Every line from the one with "target | black pants" to the one with "target | woman in blue jacket", including those two, is to be copied exactly; all other lines of the entries below are left out.

[Natural-language object grounding data]

──────────

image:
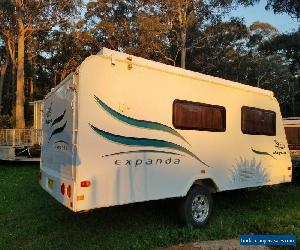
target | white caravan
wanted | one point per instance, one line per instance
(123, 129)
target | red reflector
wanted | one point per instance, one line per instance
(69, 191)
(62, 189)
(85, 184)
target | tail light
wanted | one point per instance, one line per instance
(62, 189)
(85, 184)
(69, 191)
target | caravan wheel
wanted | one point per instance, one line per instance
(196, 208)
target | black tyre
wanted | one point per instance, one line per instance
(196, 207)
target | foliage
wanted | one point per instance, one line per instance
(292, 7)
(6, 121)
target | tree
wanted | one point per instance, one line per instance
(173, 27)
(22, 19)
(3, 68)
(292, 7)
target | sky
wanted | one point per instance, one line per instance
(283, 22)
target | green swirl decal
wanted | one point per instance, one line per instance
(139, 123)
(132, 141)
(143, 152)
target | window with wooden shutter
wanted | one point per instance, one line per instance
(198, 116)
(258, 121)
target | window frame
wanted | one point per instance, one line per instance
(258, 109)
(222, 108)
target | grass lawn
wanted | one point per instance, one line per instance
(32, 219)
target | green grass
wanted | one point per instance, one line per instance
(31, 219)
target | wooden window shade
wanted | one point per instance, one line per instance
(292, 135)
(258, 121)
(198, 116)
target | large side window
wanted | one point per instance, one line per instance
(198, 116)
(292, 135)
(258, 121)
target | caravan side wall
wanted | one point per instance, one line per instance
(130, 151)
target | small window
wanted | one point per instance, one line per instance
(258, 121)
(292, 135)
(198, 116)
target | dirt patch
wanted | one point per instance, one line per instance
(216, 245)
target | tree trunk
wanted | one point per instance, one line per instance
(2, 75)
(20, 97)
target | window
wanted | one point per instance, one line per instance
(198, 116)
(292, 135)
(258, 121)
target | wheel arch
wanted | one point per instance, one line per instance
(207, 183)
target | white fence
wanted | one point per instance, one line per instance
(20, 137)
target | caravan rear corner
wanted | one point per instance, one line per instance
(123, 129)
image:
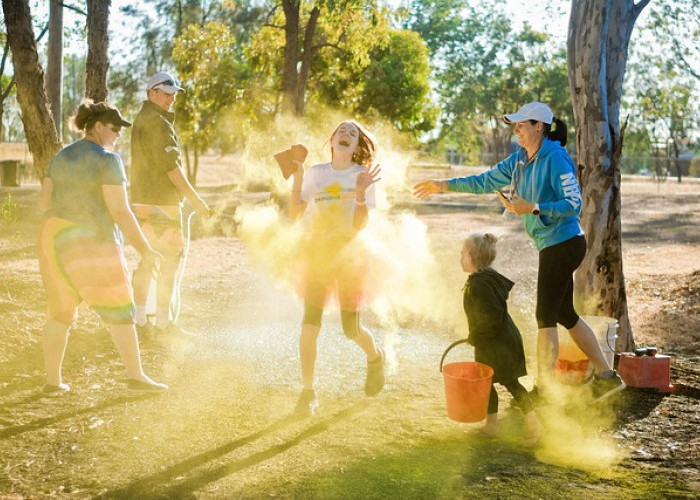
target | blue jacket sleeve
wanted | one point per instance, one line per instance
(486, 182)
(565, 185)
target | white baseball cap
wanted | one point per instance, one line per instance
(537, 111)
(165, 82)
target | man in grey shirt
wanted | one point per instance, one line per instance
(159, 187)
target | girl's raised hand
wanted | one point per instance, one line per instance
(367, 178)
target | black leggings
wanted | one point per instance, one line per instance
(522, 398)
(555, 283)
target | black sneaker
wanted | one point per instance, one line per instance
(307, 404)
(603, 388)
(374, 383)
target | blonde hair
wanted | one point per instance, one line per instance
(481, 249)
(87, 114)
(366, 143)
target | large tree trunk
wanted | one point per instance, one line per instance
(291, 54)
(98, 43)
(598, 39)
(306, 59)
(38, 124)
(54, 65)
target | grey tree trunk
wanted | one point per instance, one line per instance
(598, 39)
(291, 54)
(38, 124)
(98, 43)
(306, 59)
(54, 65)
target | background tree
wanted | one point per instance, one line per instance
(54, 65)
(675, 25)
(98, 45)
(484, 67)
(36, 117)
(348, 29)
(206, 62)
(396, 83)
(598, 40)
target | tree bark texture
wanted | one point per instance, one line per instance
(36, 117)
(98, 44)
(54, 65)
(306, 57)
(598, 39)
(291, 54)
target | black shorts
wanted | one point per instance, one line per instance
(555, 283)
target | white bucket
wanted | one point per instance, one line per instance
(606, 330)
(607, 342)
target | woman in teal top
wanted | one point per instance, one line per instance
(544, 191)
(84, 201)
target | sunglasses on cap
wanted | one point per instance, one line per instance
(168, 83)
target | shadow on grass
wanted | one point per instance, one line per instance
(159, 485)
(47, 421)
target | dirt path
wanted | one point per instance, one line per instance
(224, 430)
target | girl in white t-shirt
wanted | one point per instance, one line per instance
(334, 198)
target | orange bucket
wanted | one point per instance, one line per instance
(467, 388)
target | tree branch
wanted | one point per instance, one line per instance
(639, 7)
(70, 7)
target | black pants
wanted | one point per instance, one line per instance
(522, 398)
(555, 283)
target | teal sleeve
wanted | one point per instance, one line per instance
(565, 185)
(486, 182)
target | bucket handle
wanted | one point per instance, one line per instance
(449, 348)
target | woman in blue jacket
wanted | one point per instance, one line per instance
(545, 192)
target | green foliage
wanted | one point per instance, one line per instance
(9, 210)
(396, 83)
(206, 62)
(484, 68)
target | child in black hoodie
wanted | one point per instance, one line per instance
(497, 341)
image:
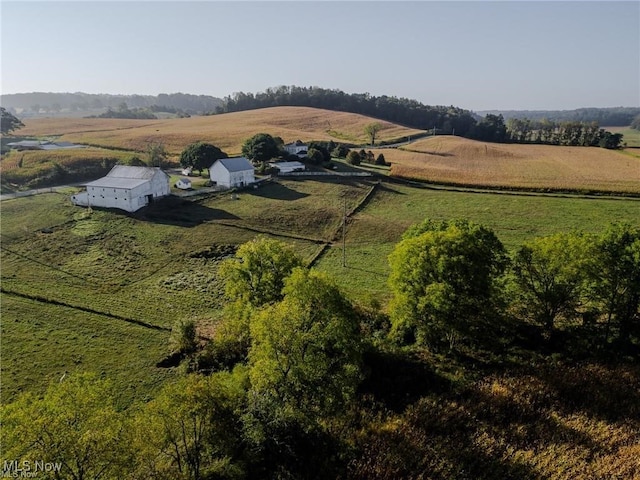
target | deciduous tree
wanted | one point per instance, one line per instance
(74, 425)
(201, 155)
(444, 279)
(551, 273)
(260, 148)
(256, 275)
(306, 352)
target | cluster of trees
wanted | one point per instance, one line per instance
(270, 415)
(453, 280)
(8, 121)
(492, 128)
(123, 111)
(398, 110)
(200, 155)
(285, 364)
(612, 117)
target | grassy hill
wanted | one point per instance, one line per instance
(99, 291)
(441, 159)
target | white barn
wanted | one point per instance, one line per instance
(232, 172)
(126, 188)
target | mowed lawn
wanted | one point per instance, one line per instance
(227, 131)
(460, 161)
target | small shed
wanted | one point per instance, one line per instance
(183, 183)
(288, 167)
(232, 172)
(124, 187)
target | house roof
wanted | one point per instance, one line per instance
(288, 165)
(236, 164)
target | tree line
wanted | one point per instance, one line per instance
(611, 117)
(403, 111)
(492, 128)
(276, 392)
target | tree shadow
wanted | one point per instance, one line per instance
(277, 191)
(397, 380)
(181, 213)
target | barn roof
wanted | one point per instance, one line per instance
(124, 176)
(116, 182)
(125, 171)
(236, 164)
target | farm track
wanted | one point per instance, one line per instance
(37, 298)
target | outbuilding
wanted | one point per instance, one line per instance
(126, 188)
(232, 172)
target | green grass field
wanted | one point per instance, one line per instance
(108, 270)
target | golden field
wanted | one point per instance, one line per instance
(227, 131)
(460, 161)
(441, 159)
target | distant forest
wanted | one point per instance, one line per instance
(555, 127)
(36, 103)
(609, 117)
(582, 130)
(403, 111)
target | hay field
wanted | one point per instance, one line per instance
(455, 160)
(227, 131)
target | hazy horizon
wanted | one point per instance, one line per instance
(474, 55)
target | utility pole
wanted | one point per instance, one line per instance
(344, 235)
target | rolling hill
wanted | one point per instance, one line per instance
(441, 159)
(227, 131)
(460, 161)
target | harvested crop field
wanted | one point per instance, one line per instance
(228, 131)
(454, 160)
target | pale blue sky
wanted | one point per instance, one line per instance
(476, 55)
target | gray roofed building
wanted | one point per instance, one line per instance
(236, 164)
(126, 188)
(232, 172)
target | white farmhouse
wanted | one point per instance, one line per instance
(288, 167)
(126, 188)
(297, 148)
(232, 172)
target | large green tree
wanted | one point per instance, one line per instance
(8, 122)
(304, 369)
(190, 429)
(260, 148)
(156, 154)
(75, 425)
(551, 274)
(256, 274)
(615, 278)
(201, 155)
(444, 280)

──────────

Written answer:
target | black pants
wanted | one point per instance, one line per instance
(522, 398)
(555, 283)
target | teal sleeve
wanted | one point per instance, one line per instance
(565, 185)
(486, 182)
target | bucket handle
wanted | one point per instance, one line per instance
(449, 348)
target | woman in blue jacket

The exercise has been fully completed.